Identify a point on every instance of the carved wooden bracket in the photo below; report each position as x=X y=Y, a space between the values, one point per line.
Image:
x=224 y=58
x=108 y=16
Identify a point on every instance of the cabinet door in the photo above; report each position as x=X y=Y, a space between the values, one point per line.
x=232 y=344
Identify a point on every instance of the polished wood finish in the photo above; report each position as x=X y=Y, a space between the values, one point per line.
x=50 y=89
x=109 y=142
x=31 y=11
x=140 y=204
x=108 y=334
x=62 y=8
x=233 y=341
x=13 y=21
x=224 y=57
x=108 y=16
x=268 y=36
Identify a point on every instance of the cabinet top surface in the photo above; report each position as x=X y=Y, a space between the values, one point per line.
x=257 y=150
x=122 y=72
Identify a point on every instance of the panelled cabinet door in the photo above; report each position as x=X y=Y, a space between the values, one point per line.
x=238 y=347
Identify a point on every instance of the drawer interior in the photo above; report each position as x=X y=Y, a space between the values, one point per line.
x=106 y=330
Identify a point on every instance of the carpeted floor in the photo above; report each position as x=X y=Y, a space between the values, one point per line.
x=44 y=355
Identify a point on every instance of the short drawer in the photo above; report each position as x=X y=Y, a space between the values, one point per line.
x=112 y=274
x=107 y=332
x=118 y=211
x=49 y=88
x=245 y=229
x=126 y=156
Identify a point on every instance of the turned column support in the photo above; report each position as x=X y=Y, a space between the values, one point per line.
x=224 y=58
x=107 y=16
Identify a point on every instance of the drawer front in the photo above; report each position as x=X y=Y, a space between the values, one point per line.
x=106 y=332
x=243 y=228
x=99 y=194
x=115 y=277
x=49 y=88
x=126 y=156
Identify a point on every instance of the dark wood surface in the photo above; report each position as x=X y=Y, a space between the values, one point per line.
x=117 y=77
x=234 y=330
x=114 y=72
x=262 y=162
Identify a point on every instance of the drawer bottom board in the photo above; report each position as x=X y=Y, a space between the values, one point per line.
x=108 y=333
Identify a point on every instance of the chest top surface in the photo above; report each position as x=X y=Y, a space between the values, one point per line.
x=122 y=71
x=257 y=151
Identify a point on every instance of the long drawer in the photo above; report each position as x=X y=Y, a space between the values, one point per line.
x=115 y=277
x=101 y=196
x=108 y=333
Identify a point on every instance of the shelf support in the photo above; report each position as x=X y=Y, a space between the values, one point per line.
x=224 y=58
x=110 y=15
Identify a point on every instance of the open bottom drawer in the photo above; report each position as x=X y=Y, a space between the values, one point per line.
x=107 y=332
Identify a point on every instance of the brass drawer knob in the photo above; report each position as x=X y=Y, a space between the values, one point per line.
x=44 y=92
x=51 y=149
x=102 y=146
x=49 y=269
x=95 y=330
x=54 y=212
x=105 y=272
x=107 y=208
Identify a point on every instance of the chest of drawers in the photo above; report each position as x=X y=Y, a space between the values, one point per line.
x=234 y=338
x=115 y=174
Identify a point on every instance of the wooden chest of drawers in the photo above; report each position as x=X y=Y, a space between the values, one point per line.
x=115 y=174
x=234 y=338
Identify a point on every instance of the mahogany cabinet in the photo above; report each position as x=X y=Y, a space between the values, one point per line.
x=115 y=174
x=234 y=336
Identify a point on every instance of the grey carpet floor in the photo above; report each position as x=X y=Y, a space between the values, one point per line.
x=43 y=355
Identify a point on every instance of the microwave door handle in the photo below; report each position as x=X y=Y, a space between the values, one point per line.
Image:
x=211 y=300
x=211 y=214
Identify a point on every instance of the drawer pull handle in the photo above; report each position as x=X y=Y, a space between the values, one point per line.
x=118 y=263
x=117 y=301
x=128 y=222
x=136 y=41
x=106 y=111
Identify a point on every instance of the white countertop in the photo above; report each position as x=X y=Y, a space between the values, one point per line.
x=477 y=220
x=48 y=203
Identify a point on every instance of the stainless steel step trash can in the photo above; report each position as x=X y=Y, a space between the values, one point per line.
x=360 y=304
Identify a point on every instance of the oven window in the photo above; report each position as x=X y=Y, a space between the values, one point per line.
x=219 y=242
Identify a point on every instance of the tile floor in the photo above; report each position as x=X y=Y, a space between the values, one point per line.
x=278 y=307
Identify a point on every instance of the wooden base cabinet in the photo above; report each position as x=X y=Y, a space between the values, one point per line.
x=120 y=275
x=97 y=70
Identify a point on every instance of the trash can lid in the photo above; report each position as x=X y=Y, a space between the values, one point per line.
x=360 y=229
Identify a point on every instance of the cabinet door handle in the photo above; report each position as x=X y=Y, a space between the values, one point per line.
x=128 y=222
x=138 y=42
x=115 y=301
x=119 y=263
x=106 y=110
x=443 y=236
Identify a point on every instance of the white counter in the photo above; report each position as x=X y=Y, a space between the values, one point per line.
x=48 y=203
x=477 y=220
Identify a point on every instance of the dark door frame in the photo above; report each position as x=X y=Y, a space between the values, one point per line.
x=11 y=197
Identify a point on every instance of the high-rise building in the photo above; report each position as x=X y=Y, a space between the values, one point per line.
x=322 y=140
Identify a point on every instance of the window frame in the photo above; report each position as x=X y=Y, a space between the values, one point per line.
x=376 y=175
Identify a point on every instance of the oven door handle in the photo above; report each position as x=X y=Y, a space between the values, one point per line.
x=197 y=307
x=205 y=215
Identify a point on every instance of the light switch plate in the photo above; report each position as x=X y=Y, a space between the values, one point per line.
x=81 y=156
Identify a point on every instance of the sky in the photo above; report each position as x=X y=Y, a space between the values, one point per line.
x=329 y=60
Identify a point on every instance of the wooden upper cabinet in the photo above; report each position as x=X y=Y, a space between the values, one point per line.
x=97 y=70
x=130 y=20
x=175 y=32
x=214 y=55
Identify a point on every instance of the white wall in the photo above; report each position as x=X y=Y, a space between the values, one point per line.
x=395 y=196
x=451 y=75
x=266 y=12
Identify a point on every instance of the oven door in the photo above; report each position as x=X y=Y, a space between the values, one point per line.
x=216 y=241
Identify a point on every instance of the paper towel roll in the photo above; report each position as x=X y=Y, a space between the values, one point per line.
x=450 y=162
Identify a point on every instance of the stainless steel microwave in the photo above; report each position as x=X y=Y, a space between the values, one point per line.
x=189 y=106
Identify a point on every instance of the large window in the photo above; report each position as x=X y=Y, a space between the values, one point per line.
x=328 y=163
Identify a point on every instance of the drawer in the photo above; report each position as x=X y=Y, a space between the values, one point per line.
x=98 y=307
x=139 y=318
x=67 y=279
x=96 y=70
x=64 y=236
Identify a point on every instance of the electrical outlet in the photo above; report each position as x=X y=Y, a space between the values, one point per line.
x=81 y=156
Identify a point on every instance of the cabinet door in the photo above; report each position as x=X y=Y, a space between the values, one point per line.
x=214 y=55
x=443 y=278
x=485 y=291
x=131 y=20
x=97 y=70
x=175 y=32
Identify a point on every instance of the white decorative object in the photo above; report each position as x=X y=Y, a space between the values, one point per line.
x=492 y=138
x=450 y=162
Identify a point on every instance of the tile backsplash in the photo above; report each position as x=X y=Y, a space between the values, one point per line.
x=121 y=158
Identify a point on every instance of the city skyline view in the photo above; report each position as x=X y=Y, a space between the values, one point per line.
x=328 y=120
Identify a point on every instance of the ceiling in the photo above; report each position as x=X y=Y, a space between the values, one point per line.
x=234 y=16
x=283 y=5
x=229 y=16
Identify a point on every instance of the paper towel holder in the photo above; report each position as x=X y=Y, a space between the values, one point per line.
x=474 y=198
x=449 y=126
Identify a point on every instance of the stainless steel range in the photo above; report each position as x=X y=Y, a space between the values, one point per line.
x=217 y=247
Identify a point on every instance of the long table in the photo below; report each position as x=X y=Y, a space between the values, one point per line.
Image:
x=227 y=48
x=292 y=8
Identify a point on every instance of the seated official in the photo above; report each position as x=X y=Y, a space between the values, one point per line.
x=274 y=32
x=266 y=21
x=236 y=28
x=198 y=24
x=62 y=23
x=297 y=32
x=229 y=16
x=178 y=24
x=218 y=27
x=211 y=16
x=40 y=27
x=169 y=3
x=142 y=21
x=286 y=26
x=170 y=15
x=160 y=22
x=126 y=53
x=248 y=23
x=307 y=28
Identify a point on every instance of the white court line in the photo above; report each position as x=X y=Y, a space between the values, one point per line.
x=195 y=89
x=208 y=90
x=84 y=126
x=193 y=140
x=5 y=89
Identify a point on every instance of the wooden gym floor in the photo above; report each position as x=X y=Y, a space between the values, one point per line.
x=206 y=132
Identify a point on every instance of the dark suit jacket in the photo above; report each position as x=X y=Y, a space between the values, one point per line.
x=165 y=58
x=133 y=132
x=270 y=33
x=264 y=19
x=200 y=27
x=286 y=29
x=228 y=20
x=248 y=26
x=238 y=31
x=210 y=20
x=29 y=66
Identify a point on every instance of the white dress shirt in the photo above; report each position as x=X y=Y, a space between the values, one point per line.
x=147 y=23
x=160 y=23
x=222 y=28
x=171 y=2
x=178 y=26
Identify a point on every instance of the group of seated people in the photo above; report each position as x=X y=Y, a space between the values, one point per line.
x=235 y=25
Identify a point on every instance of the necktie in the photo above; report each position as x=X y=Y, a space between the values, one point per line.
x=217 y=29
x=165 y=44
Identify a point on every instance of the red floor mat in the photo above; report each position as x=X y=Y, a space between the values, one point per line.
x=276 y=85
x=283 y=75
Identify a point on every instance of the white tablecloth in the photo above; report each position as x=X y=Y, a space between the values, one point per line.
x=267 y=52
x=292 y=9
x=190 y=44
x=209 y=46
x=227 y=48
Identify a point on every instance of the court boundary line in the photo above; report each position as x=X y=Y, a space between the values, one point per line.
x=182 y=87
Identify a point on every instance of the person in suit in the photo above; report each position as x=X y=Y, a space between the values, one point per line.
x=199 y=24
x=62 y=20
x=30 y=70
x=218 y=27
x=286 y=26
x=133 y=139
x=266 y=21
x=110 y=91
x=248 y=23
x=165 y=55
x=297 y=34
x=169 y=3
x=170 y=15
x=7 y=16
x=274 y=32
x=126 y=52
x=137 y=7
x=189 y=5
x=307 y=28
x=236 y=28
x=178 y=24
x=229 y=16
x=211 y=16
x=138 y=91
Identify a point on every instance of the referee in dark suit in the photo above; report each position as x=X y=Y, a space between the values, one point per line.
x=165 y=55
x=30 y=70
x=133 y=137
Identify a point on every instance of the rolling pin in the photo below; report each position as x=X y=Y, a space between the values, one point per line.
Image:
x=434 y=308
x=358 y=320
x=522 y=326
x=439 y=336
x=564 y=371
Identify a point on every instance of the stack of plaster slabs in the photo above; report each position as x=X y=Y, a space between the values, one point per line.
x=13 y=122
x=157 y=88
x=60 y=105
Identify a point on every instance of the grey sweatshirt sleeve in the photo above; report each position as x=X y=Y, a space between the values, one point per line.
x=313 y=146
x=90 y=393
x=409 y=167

What you have to do ::
Whichever lines of the records above hold the word "below" should all be copied out.

Written solution ::
Identify a point on every instance of the carved wooden bracket in the photo below; report each position as x=X y=Y, a space between the values, one point per line.
Identify a point on every instance of the microwave door handle in the photo below; report each position as x=X y=Y, a space between the values, one point per line.
Identify a point on every instance of the long table in the photo below; report each position as x=X y=Y, a space between the values, one point per line.
Identify a point on every instance of the rolling pin in the photo below; report each position as x=X y=Y, a space between the values, one point per line.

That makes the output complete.